- Assignment
Exactly reproduce the lines from the line containing "boy's mouth, placing" to the end of the data below, inclusive, and nothing else.

──────── Exercise inputs

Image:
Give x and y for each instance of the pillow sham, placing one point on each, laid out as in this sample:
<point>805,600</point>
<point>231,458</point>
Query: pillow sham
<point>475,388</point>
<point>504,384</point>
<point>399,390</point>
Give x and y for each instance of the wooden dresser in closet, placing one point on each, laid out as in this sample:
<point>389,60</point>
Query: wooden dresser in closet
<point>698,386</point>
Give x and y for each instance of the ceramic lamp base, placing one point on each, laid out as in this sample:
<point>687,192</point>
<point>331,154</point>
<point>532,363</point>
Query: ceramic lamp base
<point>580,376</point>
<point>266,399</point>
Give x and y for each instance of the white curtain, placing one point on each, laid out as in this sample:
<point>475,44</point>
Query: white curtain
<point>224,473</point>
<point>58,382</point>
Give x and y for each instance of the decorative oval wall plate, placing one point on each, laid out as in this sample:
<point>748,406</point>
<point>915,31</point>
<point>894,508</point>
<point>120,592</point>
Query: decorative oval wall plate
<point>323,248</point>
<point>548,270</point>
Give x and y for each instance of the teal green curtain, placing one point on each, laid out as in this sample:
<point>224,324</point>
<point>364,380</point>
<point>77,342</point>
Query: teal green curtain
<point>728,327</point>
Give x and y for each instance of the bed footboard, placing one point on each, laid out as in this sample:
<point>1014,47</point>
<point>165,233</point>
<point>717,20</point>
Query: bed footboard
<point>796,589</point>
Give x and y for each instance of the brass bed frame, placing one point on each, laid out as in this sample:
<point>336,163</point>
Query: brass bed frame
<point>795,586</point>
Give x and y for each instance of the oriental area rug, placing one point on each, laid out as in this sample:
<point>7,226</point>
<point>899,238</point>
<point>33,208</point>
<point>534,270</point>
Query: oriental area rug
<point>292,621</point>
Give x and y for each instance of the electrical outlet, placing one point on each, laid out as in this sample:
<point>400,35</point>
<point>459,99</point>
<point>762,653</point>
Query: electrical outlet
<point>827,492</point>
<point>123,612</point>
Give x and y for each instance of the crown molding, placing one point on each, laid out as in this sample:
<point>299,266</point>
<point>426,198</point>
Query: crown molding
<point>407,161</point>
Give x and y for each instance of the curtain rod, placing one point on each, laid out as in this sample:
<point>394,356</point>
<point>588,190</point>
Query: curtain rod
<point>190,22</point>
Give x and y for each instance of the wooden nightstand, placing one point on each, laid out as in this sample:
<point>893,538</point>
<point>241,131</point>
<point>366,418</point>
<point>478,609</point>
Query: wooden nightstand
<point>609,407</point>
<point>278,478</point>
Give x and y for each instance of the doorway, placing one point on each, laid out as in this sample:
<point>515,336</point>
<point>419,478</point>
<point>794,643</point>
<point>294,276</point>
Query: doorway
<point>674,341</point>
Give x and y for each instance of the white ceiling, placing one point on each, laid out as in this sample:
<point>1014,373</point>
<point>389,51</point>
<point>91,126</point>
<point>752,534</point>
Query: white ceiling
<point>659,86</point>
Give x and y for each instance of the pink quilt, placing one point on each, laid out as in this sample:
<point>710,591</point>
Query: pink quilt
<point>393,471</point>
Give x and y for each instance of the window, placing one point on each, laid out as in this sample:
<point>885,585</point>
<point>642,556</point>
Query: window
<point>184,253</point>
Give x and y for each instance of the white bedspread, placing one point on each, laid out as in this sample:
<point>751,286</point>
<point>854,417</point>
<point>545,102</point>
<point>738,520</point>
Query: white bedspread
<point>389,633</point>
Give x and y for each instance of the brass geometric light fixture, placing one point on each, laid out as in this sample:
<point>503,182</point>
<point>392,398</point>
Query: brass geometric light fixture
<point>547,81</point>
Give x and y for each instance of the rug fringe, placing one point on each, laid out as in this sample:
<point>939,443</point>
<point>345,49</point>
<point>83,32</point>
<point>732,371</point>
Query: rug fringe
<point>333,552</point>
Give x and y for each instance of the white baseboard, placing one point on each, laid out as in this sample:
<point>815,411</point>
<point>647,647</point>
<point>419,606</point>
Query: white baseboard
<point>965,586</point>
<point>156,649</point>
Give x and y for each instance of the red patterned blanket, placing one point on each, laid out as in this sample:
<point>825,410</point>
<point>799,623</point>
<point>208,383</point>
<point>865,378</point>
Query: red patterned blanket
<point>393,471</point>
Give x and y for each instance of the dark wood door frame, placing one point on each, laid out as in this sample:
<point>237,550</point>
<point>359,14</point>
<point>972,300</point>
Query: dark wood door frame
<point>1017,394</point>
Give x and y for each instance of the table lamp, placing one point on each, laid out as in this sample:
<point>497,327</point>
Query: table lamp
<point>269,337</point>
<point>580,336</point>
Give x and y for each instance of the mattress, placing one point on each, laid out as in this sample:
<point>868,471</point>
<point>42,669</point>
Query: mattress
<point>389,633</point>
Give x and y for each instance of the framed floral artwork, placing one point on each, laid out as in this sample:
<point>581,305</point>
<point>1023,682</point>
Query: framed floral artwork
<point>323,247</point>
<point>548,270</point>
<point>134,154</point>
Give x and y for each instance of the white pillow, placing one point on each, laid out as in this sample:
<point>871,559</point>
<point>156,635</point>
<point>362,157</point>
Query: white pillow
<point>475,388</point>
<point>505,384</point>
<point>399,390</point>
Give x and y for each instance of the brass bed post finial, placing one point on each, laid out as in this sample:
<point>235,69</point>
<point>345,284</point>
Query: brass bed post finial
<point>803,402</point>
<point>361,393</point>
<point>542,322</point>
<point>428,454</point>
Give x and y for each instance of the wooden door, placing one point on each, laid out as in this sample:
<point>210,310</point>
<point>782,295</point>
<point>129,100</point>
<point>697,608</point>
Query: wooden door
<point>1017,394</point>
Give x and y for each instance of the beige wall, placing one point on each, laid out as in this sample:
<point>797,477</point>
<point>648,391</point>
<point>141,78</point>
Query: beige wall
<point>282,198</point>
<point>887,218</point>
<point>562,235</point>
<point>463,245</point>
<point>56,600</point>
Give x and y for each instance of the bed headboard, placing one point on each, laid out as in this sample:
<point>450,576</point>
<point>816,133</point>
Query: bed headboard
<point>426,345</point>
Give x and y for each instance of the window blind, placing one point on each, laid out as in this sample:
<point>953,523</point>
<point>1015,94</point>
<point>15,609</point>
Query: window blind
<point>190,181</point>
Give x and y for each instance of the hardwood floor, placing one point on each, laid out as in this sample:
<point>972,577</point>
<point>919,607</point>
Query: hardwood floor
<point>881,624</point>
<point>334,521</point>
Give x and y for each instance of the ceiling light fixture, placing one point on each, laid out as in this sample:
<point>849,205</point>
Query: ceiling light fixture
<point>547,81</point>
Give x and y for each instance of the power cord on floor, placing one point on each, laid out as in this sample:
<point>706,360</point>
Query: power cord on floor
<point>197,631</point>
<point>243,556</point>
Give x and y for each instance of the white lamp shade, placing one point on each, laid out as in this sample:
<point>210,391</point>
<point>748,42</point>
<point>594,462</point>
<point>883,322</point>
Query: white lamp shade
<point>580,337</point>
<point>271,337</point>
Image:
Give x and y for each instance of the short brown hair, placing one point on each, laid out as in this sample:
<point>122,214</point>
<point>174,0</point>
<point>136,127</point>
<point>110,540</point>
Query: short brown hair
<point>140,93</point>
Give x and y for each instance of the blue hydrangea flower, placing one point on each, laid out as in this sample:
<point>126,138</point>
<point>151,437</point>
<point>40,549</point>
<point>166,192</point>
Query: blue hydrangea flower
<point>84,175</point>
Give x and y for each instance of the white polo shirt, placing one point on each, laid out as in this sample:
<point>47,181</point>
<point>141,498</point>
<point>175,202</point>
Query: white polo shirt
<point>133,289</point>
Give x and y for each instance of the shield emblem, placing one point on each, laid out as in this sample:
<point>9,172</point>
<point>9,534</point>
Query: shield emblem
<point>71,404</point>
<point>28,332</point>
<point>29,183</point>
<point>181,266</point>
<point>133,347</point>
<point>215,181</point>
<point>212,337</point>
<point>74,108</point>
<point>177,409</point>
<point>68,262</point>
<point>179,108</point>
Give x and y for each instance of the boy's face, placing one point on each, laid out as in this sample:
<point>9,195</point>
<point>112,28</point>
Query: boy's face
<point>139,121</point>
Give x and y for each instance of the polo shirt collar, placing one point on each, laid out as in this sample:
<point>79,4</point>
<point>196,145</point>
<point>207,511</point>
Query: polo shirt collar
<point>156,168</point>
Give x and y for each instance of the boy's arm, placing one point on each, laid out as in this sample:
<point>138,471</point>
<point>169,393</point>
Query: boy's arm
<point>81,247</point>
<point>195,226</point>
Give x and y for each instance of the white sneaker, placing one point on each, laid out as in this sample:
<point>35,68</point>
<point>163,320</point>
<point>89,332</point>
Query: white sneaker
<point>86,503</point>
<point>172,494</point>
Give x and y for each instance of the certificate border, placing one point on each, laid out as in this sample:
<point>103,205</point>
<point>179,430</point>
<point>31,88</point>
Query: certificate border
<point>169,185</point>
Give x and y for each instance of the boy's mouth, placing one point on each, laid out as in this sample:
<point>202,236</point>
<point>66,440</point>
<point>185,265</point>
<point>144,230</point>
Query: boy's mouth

────────────────

- Written answer
Give x and y for each instance of the boy's mouth, placing one point on each, laid out as in this sample:
<point>202,236</point>
<point>66,440</point>
<point>185,265</point>
<point>144,230</point>
Query: boy's mouth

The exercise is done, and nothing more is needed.